WRITTEN EXERCISE - Convert every line of the items below into a JSON list of strings, one string per line, omitting any blank lines.

MATERIAL -

□ □ □ □ □

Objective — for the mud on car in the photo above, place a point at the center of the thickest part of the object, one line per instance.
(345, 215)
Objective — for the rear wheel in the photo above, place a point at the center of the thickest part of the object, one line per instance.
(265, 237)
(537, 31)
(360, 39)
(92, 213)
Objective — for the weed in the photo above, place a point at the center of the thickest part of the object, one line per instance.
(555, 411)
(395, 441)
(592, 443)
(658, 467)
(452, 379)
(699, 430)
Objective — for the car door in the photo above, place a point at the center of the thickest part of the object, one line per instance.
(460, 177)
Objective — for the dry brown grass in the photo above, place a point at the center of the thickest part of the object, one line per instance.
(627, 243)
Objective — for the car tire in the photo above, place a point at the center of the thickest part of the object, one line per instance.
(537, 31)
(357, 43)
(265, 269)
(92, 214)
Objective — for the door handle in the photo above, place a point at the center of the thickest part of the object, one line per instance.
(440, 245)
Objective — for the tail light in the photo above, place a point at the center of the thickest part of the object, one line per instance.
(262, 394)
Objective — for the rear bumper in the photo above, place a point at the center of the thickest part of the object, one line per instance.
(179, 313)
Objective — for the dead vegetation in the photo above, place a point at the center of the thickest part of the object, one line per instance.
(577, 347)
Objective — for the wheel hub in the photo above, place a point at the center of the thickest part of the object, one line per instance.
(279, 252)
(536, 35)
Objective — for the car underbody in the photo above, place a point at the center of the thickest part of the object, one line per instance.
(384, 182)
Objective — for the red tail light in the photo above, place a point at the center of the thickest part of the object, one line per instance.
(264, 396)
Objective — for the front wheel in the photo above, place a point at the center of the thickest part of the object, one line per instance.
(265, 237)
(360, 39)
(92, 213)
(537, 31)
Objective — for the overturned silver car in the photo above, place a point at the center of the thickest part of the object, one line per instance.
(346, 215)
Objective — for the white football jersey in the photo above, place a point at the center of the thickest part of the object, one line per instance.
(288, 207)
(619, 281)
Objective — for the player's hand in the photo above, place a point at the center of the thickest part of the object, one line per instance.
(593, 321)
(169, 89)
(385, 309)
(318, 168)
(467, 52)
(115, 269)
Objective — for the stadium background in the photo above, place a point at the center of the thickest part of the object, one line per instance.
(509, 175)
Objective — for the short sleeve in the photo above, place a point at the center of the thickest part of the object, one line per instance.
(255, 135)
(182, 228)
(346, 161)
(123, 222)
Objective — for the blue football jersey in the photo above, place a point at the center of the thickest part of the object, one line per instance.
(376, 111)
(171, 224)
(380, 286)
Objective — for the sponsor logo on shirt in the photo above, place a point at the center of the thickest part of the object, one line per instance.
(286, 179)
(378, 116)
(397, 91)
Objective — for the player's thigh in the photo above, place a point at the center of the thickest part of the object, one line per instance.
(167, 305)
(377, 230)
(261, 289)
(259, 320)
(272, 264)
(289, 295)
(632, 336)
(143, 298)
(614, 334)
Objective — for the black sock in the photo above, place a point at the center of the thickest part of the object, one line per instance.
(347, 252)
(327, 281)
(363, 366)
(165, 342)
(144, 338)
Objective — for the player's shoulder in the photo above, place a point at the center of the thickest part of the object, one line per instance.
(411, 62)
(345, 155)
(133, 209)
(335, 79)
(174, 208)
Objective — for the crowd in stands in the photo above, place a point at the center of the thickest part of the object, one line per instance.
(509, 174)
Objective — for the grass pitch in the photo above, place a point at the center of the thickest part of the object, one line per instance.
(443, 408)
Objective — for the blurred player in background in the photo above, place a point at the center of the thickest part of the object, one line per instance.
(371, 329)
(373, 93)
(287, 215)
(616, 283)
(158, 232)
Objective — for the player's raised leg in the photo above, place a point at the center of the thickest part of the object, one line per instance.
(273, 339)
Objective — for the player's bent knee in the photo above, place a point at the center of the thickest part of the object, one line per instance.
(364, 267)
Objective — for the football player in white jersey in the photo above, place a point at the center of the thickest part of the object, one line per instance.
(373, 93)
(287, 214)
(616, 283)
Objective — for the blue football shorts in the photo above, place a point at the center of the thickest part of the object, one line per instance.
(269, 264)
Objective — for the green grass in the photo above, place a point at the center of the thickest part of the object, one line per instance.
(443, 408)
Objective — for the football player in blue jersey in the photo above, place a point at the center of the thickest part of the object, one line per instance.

□ □ □ □ □

REPLY TO THE EXERCISE -
[
  "Objective — for the mud on car in the photo above, place a point at the center of the thickest part of the object, one line per instance.",
  "(345, 215)",
  "Objective — for the rear wheel in the photo above, place a point at the center of the thickest part of the object, one line per instance.",
  "(265, 237)",
  "(537, 31)",
  "(360, 39)",
  "(92, 213)",
  "Objective — for the weed in the photo above, place a point at the center of the thickest part of the object, one line per instance.",
  "(555, 411)",
  "(395, 441)",
  "(592, 443)",
  "(658, 467)",
  "(452, 379)",
  "(699, 430)",
  "Objective — for the car door in the photo above, place a point at the center of the thickest part of the object, one line per instance.",
  "(460, 177)",
  "Objective — for the dry brown grass in the photo above, place a point at the center of the thickest part of the object, one line per instance.",
  "(627, 243)",
  "Objective — for the car tire in the photo above, place a point at the center of the thickest part of the object, one line per instance.",
  "(537, 31)",
  "(357, 43)",
  "(265, 269)",
  "(92, 214)",
  "Objective — for the door handle in the photo above, place a point at the center of the thickest part of the object, one line per instance.",
  "(440, 245)",
  "Objective — for the tail light in the photo above, place a point at the center of the thickest part of the object, one line per instance.",
  "(262, 394)",
  "Objective — for the rear bumper in the photo above, place a point at the center of the thickest part of the object, one line per instance.",
  "(179, 313)",
  "Objective — for the dead vegetation in the photo above, place a point at the center of the thickest part of the object, one line per instance.",
  "(577, 347)",
  "Objective — for the wheel hub in the photo above, place a point at the center of the thickest part of the object, one line per instance.",
  "(279, 252)",
  "(536, 35)",
  "Objective — for the car underbody in the photo above, place a point at the center of the thickest part of the object, one line per instance.",
  "(384, 182)",
  "Objective — for the red tail light in the photo above, place a point at the center of the thickest part of the object, one line per instance.",
  "(264, 396)",
  "Objective — for the front wheel in the photo above, place a point at the center of the thickest part of the object, one line per instance.",
  "(265, 237)",
  "(360, 39)",
  "(92, 213)",
  "(537, 31)",
  "Objective — for the overturned silver car in the photo above, place a point at the center of the thickest part of the object, one line per instance.",
  "(346, 215)",
  "Objective — for the white football jersey in the photo above, place a point at the center of the thickest part of the object, one line per instance.",
  "(288, 207)",
  "(619, 281)",
  "Objective — for the player's hand in the photo above, place a point at the center of the thickest part of the object, one line per instance.",
  "(593, 321)",
  "(169, 89)",
  "(385, 309)",
  "(318, 168)",
  "(467, 52)",
  "(115, 269)",
  "Objective — for the stadium background in the photo above, place a point at the center of the thickest part of the object, one line per instance.",
  "(509, 175)",
  "Objective — for the short sleeve in the photo above, place a point at the center of the thickest part of the object, one line per instance.",
  "(255, 135)",
  "(182, 228)",
  "(346, 161)",
  "(123, 222)",
  "Objective — for the blue football jersey in the photo above, place a point at the center of the thickest part of the object, one line per instance.",
  "(376, 111)",
  "(171, 224)",
  "(380, 286)",
  "Objective — for the sponsor logo on shirt in the photo above, place a point at the center of the thickest part of the object, one line per instance.",
  "(286, 179)",
  "(378, 116)",
  "(397, 91)",
  "Objective — for the player's thigh in the photo above, place a point at the center of the thickest part of the object, one line per instance.",
  "(167, 305)",
  "(377, 230)",
  "(261, 289)",
  "(259, 320)",
  "(272, 264)",
  "(289, 295)",
  "(632, 336)",
  "(143, 298)",
  "(614, 334)",
  "Objective — for the black sock in the photo above, place a point at the center of the thickest part of the object, one line per instance.",
  "(347, 252)",
  "(327, 281)",
  "(363, 366)",
  "(165, 342)",
  "(144, 338)",
  "Objective — for the player's shoulder in the photo above, place a point at the center of the thickest part of the object, one line per instance.",
  "(411, 62)",
  "(345, 155)",
  "(133, 209)",
  "(335, 79)",
  "(174, 208)",
  "Objective — for the crowd in stands in the photo above, place a point at the center of the thickest part of the object, one line per instance.",
  "(509, 174)",
  "Objective — for the grass pitch in the photo above, place a point at the center of the thickest part of the object, one line per instance.",
  "(443, 408)",
  "Objective — for the blurred player in background in the photo above, place a point at the center of the thickest part of the object, one line per instance.",
  "(371, 329)",
  "(373, 93)",
  "(287, 215)",
  "(616, 283)",
  "(158, 232)",
  "Objective — for the player's raised leg in the photo above, place a point at the center of the thickest part of the object, one line per instance.",
  "(273, 339)",
  "Objective — for the player's bent knee in the photo above, place a point at the center of the thickest part of the object, one line per instance.",
  "(364, 267)",
  "Objective — for the football player in white jersey in the photo above, place a point at the center of the thickest part of the object, one line per instance.",
  "(373, 93)",
  "(287, 214)",
  "(616, 283)",
  "Objective — for the blue football shorts in the photo above, place a point at the center of the thickest part of the object, one line per instance.",
  "(269, 264)",
  "Objective — for the green grass in the photo above, place a point at the center of the thickest part of the object, one line per instance.",
  "(443, 408)",
  "Objective — for the football player in blue jersey in the photo above, place a point at the center of the thickest part of the object, one line per instance."
]